[Location identification items]:
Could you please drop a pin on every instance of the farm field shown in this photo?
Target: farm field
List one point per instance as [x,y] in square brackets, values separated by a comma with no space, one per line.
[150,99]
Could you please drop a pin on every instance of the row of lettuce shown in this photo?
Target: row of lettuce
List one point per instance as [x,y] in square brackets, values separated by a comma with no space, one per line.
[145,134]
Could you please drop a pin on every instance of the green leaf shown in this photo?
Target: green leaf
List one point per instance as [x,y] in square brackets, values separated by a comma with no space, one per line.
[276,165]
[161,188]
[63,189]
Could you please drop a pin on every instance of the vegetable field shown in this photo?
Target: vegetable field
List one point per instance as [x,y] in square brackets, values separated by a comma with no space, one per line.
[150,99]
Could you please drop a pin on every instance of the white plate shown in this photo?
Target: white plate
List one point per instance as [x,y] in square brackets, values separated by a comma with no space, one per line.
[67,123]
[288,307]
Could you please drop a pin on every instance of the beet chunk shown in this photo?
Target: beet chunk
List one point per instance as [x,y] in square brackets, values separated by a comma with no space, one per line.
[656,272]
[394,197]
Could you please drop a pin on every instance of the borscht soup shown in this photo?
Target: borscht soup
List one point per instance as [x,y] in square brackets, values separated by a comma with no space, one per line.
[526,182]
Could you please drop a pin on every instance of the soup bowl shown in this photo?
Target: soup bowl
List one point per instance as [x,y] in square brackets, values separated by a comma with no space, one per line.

[GIVEN PROBLEM]:
Output all of the rows above again, word for word and in their original order.

[WRITTEN SOLUTION]:
Could you please drop a pin on every instance of the farm field shown in this photo?
Target: farm field
List one point per instance as [x,y] in square brackets, values separated by a comma with no space, one per line.
[150,99]
Could you please drop a pin on every instance of the row of lettuce shown in this photo?
Target: row of lettuce
List one point per instance as [x,y] in square brackets, values separated by a comma with no space, one per line.
[145,134]
Could you please drop a pin on every instance of the green leaf shown in this photo?
Target: green leaf
List one point per instance as [x,y] in square brackets, values separated by a comma with no space, one per line.
[276,165]
[161,188]
[63,189]
Could you please drop a pin on every instance of the vegetable field shown in this photo?
Target: vegetable field
List one point per instance as [x,y] in square brackets, values separated by a comma with no space, one per line.
[150,99]
Could you please drop a pin on every instance of the white plate shown in this photo?
Target: white plate
List one point per instance as [x,y] in square brackets, values separated by a comma with no space, one per line.
[67,123]
[288,307]
Could you please drop a pin on every instance of the beet chunk shown in this photo?
Target: beet chunk
List one point per instance as [x,y] in square brackets, values separated by a comma with no space, one per line.
[656,272]
[394,197]
Could you please drop a pin on every instance of the borscht soup shown in this photo?
Target: borscht soup
List one point per instance as [x,y] in square brackets, values separated by a comma with no space, one per line.
[526,182]
Could you please drop a pin on every instance of the soup bowl shown in this photo?
Target: soup bowl
List one point per instance as [x,y] in square brackets, values separated by a comma with no space, one per line.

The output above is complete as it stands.